**Instructions to follow:**
Count every line in the records below that contains the string "woman". Report that number alone.

**Dataset items:**

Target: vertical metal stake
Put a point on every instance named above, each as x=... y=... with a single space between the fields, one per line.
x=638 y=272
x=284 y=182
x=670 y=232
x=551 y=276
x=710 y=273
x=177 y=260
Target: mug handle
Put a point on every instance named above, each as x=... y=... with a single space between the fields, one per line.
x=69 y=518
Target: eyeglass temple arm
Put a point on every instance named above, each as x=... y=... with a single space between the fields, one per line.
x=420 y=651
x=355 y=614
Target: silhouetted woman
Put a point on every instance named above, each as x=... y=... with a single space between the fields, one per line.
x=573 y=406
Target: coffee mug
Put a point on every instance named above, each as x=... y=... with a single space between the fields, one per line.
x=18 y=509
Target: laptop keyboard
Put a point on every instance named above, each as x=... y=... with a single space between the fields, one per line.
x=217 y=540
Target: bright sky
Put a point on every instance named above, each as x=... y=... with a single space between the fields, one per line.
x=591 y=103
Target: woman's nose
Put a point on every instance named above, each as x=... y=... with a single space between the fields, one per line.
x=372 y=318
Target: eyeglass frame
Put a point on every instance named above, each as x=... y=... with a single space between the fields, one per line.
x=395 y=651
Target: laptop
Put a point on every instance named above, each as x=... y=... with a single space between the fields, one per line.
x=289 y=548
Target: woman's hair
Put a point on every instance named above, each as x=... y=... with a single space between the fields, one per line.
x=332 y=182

--

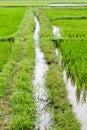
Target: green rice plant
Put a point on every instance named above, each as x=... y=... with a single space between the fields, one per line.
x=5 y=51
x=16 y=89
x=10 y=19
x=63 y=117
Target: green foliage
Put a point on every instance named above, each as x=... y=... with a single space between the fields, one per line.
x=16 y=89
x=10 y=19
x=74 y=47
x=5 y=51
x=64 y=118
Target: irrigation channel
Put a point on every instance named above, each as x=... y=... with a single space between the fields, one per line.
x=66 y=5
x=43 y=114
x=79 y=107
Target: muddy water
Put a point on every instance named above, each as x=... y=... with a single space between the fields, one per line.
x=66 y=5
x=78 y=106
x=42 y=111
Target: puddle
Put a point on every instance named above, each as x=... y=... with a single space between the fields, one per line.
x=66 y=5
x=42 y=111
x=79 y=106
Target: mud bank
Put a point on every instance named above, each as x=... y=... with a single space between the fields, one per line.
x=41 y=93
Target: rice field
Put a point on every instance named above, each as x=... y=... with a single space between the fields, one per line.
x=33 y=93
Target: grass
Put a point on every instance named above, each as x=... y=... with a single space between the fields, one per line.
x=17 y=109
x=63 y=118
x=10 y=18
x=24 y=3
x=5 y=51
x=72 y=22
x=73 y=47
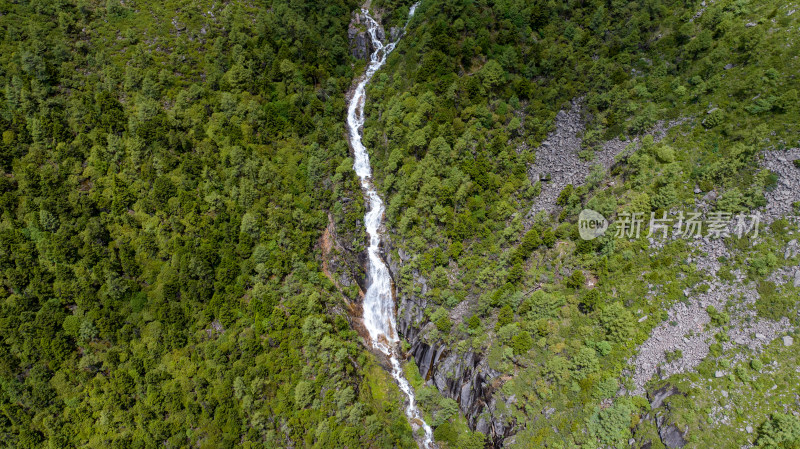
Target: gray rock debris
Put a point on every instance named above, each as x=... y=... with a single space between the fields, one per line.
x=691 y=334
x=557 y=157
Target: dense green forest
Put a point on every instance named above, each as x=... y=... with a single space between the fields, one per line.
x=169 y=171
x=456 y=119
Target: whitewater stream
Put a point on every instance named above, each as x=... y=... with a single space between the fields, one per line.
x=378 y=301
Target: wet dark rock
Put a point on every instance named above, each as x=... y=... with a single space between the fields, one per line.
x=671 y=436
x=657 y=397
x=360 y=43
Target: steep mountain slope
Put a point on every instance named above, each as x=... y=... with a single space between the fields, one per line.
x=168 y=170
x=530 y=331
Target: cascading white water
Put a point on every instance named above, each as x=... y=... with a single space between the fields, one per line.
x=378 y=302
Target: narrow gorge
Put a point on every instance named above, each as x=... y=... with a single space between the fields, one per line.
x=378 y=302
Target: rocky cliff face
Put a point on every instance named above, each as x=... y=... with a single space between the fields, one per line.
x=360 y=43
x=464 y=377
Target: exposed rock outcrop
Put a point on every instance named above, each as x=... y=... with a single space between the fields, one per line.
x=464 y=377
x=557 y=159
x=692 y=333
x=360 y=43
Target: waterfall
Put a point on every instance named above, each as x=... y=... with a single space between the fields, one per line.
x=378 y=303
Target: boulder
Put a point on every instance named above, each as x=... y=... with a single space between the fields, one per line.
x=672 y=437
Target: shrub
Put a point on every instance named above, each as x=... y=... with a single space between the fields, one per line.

**Exercise response:**
3